### Source extract
_ _ _ _ _

Amanda Knox: How Prisons Use Cult Tactics to Brainwash Inmates Into Religion
Katie McKibben and the Orange County Superior Court both agree on one thing: In July 2013, 25-year-old McKibben failed to remain sober while on home arrest for her third DUI. She had been struggling with alcoholism throughout her early 20s, couldn’t manage it on her own, and needed help. That’s where their agreement ends.
According to the court, McKibben was ordered to participate in a 90-day inpatient rehabilitation program at a county-contracted women’s facility in Santa Ana called the Villa. There, from August until November, McKibben received the help she needed. At her regular check-ins with the court, McKibben praised the program for its positive influence. The end.

_ _ _ _ _

### Data
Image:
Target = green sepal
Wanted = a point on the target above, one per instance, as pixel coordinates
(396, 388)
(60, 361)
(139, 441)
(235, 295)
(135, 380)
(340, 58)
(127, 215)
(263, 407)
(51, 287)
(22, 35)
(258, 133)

_ _ _ _ _

### Directions
**1.** In the article about Katie McKibben, rewrite the paragraph beginning "According to the court" as a short bulleted list that keeps its main facts.
**2.** List every month named in the article about Katie McKibben.
**3.** Pick up the article about Katie McKibben after its last sentence and write the next paragraph.

### Solved tasks
**1.**
- The court ordered McKibben into a 90-day inpatient rehabilitation program at the Villa, a county-contracted women's facility in Santa Ana.
- From August until November, she got the help she needed there.
- At her regular court check-ins, she praised the program's positive influence.
- In the court's account, the story ends there.

**2.** July, August, November

**3.**
According to McKibben, “that’s false.” At her sentencing, McKibben agreed to in-patient rehabilitation, but she objected to the Villa for two reasons. One, it was at full capacity. Two, the Villa only offered a 12-step faith-based program, and McKibben identified as a secular humanist. She begged the judge for a non-religious option, and was refused. “The judge consulted with my probation officer who said, ‘Nope. She has to go to this program,’” McKibben recalls. “‘This is where we always send people, and that’s how it goes.’” (According to a court summary provided to Broadly, such an exchange between the judge and McKibben did not take place—however, as this was a misdemeanour charge, detailed transcripts were not taken.)